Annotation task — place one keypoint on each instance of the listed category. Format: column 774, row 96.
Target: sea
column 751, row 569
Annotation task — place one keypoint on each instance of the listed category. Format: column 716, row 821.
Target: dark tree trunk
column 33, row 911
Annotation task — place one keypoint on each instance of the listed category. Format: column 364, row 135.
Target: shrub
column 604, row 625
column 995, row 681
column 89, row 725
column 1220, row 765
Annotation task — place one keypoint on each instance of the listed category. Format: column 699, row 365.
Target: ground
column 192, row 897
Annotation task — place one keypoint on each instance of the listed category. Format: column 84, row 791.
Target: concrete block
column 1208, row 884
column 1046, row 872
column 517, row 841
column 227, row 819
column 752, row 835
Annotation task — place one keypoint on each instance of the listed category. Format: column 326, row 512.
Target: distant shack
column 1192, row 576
· · · · ·
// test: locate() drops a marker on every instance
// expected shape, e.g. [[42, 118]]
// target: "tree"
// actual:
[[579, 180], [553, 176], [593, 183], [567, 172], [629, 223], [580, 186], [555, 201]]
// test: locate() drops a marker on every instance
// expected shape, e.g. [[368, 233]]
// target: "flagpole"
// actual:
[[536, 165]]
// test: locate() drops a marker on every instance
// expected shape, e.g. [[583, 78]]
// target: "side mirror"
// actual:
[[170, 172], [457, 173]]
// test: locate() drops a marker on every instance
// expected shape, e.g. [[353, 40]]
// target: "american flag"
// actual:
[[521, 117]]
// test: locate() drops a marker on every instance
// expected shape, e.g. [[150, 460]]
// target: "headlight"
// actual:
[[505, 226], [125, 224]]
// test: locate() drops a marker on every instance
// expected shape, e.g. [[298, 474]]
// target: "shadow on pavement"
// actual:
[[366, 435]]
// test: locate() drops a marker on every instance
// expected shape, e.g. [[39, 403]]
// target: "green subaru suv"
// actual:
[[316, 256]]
· · · · ·
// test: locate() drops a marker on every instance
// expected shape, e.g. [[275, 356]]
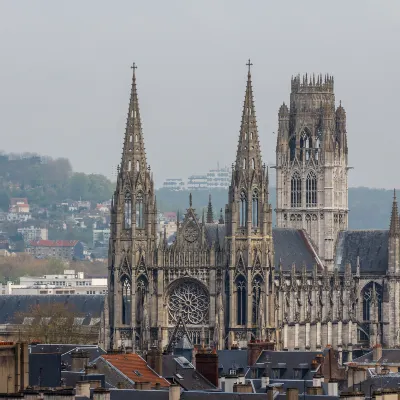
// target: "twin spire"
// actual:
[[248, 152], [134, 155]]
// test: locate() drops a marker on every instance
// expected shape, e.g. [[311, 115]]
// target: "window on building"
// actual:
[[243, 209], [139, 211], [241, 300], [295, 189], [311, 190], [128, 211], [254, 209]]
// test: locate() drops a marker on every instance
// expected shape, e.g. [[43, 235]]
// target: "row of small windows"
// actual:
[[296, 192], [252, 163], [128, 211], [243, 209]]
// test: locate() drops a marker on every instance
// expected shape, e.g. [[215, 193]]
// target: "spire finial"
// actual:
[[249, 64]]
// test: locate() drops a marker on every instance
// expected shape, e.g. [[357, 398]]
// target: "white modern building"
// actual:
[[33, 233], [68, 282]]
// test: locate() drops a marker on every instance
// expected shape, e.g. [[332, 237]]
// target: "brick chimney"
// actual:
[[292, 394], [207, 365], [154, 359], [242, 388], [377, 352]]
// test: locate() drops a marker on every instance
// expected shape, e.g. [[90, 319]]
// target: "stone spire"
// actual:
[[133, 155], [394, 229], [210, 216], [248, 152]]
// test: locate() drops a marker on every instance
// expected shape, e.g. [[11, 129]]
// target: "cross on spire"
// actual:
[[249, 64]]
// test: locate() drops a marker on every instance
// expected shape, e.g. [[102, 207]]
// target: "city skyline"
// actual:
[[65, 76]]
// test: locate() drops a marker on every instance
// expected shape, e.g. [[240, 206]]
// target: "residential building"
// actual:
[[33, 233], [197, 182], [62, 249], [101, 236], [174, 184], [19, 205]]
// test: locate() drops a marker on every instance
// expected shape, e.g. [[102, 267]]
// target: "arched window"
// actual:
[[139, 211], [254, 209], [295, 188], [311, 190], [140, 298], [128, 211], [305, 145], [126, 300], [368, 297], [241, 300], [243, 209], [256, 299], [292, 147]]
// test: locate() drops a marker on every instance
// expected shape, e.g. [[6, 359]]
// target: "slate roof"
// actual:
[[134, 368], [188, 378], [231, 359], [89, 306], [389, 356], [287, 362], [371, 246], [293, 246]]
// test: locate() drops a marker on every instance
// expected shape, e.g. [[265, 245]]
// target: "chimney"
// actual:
· · · · ·
What to do:
Out of the data above, give again only the lines starting at the one holding "774, row 96." and ending at the one holding "364, row 135.", unchanged.

Answer to this task:
Annotation task — place one keypoint on each instance of the listed category. Format: column 774, row 96.
Target: sea
column 751, row 569
Annotation task — place one keypoint on each instance of the listed category. Format: column 716, row 821.
Target: dark tree trunk
column 33, row 911
Annotation task — place one keypoint on each instance of the listed category. Format: column 364, row 135.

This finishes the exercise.